Catch That Cow 经典广搜

链接:http://poj.org/problem?id=3278

题目:

Farmer John has been informed of the location of a fugitive cow and wants to catch her immediately. He starts at a point N (0 ≤ N ≤ 100,000) on a number line and the cow is at a point K (0 ≤ K ≤ 100,000) on the same number line. Farmer John has two modes of transportation: walking and teleporting.

* Walking: FJ can move from any point X to the points X - 1 or X + 1 in a single minute
* Teleporting: FJ can move from any point X to the point 2 × X in a single minute.

If the cow, unaware of its pursuit, does not move at all, how long does it take for Farmer John to retrieve it?

Input

Line 1: Two space-separated integers:
N and
K

Output

Line 1: The least amount of time, in minutes, it takes for Farmer John to catch the fugitive cow.

Sample Input

5 17

Sample Output

4

Hint

The fastest way for Farmer John to reach the fugitive cow is to move along the following path: 5-10-9-18-17, which takes 4 minutes.

翻译:(俺英语不行,只好看翻译了)

题意:看完中文,题意就一目了然了,意思就是农夫追牛,牛不动,农夫有三种移动方式,

第一种:前移一步;

第二种:后移一步;

第二种:农夫现在的位置X2;

每次移动都消耗1分钟,求农夫追到牛的最短时间。

记录摘录

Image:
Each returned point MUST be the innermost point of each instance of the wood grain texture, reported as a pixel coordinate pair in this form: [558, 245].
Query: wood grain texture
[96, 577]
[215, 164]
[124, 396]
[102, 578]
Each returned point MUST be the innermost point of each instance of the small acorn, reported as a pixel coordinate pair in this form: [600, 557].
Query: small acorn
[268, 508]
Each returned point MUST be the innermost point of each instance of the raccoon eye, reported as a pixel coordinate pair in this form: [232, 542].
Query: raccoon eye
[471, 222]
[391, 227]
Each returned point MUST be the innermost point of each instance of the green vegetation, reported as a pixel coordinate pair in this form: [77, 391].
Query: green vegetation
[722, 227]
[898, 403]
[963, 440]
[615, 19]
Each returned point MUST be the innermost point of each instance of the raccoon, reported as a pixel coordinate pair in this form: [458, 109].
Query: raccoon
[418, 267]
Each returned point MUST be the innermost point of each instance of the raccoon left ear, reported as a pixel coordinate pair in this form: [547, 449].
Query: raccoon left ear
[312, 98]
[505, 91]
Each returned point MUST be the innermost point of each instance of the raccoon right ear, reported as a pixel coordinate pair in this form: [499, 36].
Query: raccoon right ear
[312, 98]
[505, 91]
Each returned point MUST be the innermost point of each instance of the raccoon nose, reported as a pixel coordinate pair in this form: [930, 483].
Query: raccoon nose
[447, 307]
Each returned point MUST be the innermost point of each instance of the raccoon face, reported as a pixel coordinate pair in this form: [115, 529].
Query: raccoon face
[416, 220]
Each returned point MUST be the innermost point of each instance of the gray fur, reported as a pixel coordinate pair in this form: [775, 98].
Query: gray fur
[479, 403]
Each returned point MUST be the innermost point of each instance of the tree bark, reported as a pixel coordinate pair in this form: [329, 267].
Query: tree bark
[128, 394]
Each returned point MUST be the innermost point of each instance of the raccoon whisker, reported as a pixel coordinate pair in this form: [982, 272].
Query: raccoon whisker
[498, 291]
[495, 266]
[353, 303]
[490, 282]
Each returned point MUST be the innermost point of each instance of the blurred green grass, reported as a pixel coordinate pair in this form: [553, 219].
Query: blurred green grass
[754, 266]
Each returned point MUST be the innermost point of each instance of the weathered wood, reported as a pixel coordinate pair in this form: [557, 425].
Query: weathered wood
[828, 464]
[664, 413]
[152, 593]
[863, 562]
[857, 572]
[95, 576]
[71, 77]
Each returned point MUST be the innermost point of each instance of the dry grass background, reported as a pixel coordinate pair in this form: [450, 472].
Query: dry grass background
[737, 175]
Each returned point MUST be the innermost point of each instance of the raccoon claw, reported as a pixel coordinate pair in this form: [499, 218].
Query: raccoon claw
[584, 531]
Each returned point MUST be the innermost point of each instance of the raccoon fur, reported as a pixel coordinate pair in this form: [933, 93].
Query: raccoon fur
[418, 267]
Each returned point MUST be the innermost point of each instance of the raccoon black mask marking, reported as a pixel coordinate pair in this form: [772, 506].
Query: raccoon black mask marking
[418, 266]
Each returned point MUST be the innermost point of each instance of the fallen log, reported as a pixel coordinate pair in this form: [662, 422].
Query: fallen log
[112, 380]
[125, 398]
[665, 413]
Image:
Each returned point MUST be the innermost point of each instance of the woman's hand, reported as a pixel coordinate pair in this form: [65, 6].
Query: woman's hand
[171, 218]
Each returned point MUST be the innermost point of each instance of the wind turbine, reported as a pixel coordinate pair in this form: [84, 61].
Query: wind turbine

书面题目 1
请把原文中以“Farmer John has been informed”开头的那一段改写成简短的要点列表，保留其主要事实。
书面题目 2
从列表中挑出所有含有字符串“tree”的行。
原文与列表彼此无关。

最终答案 1
- 农夫约翰得知一头逃跑的牛的位置，想立刻抓住它。
- 约翰位于数轴上的点 N(0 ≤ N ≤ 100,000)。
- 牛位于同一数轴上的点 K(0 ≤ K ≤ 100,000)。
- 约翰有两种移动方式：步行和瞬移。

最终答案 2
Each returned point MUST be the innermost point of each instance of the tree bark, reported as a pixel coordinate pair in this form: [329, 267].
Query: tree bark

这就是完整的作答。